------ SELECTION ------

I’d like to think I’ll grow a pair and actually do something soon, but I’ll probably just keep lingering. Except, I don’t want to. I feel like I’m stuck. And I’m tired of who I am, to the point where I daydream about just suddenly waking up in a different body, being a person people would like: Someone who is kind and considerate and sociable and funny and not just awkward and shy and quiet.
And I’m tired of worrying about all the people who would be “hurt” by my death. I feel like shit every day on the inside. I go to my stupid little fast food job and smile and talk cheerfully to people and I’m able to seem cheerful around friends and carry on a bit of conversation. But often, at random times, like driving or just showering in the morning, I’ll just get this overwhelming feeling of sadness, like sinking into a hole. I just want to end things, but at the same time I am unable to do so, and also unable to convince myself I could “fix” my life and make it a life I’d want to keep living.

------

== EXERCISE A ==
What kind of job does the writer of the passage go to?
== EXERCISE B ==
Write out the passage from "I’d like to" to "shy and quiet.".

------ RECORD SET ------

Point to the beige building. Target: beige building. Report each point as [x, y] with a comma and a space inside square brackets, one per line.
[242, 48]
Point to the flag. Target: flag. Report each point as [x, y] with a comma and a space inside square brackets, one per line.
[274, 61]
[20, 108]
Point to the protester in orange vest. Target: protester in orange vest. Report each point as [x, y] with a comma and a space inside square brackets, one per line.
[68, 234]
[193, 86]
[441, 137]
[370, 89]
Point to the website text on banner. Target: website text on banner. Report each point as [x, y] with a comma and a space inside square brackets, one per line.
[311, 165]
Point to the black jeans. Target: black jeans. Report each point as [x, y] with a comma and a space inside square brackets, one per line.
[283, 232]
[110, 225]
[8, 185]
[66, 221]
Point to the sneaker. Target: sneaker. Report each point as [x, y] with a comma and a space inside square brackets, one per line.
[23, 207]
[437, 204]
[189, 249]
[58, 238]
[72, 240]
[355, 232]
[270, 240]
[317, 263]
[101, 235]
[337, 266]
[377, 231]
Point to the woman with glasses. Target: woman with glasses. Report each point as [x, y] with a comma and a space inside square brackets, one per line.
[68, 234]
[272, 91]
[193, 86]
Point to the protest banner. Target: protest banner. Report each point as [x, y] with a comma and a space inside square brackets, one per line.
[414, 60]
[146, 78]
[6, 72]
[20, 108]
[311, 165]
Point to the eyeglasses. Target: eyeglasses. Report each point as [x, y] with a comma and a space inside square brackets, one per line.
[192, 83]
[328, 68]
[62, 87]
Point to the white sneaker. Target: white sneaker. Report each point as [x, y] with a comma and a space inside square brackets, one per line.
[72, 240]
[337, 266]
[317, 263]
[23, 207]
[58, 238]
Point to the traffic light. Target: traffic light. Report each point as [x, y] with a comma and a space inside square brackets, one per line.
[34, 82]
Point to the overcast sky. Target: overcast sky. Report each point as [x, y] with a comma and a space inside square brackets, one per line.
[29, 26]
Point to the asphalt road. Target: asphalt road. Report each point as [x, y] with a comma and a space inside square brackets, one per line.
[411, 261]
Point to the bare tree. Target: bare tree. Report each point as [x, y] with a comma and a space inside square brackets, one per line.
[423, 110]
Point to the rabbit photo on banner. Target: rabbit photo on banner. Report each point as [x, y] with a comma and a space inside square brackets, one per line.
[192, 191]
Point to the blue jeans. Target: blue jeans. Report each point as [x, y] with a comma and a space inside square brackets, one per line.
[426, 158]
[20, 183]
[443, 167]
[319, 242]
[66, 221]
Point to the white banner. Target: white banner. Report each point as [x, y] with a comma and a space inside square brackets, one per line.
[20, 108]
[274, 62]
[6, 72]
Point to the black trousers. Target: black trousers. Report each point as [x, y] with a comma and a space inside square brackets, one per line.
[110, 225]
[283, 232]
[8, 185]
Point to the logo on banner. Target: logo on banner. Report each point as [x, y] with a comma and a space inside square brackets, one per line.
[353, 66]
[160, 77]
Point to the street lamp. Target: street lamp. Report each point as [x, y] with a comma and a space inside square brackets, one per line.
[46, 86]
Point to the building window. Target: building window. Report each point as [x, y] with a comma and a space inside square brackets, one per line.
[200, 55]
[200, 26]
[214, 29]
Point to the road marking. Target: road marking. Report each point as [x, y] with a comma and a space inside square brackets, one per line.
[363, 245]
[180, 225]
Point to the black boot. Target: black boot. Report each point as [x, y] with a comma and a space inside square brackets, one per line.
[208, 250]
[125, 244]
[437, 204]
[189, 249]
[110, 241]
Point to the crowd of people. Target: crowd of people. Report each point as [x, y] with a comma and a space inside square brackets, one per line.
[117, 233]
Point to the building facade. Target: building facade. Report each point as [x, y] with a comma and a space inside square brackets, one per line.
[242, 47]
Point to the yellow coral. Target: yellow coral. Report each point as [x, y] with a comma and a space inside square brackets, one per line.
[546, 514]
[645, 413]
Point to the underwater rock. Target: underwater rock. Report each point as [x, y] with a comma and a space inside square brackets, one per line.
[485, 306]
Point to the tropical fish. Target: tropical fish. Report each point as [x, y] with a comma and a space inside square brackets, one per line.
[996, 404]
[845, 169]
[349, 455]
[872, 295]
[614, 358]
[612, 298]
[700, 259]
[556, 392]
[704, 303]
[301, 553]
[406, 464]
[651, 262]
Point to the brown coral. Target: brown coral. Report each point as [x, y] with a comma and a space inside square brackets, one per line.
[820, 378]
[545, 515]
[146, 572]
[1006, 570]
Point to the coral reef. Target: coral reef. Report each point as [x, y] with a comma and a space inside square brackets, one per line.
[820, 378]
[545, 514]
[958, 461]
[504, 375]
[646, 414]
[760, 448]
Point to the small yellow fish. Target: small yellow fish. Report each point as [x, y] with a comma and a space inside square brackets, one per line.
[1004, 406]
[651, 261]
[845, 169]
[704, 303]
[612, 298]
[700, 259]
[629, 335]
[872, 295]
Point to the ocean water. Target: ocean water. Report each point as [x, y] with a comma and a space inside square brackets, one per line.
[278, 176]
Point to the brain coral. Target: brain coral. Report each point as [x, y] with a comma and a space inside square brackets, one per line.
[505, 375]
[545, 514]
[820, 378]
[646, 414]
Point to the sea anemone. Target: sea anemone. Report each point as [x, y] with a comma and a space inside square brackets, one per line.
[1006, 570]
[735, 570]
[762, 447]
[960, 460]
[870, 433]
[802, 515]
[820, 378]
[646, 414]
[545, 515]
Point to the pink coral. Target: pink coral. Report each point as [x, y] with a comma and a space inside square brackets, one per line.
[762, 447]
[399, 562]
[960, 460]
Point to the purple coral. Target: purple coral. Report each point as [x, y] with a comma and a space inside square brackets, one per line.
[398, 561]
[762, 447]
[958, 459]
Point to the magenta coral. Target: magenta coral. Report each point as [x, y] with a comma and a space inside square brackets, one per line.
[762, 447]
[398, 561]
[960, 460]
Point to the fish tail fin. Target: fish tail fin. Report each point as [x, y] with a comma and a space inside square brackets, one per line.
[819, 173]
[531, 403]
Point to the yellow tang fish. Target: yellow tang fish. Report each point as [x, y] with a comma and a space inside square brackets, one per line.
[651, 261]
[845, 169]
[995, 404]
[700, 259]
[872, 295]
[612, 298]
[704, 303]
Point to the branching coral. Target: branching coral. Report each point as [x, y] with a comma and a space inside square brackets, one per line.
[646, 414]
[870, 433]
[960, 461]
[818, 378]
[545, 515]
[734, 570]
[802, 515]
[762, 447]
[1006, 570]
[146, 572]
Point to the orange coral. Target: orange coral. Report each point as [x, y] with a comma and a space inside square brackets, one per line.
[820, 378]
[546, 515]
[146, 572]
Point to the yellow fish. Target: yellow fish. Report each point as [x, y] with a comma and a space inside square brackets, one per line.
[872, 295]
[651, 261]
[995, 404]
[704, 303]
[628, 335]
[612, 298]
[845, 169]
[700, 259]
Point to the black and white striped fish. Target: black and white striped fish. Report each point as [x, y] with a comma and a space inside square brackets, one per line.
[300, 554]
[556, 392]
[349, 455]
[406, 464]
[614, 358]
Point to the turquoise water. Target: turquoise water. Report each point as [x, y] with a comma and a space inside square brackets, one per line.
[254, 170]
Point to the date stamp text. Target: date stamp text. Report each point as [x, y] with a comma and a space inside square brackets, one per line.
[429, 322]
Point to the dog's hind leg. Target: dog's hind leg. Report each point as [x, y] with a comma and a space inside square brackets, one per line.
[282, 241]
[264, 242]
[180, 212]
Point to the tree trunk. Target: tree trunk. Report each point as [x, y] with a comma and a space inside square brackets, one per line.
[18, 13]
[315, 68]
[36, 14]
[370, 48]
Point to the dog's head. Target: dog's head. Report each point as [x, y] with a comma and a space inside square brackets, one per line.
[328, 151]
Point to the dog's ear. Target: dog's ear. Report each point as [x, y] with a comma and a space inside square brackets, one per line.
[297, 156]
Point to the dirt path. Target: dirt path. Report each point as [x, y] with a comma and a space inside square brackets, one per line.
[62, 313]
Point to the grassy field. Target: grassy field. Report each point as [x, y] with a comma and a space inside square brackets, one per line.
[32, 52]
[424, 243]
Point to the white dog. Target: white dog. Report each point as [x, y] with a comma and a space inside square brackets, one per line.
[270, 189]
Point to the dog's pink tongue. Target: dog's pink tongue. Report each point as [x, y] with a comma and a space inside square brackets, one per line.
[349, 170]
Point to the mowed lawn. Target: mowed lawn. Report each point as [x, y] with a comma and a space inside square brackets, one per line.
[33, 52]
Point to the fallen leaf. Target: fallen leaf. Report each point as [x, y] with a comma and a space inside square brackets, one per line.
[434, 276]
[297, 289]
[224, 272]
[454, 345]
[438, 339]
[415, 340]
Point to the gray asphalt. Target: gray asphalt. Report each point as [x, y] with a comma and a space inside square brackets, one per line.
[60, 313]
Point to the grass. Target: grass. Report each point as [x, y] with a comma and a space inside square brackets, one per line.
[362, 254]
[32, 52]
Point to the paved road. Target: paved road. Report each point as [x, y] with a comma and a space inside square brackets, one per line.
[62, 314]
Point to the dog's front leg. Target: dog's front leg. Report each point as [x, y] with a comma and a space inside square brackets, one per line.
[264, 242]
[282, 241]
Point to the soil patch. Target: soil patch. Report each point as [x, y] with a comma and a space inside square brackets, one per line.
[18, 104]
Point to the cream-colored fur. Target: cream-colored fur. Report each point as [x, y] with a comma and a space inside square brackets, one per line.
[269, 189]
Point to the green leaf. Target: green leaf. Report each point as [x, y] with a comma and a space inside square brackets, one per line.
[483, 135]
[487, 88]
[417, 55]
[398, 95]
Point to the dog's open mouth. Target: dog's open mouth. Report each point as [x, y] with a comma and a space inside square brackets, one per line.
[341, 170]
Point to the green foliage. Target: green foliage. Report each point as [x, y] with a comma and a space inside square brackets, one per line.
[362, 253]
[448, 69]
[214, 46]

------

== FULL OUTPUT A ==
A fast food job.

== FULL OUTPUT B ==
I’d like to think I’ll grow a pair and actually do something soon, but I’ll probably just keep lingering. Except, I don’t want to. I feel like I’m stuck. And I’m tired of who I am, to the point where I daydream about just suddenly waking up in a different body, being a person people would like: Someone who is kind and considerate and sociable and funny and not just awkward and shy and quiet.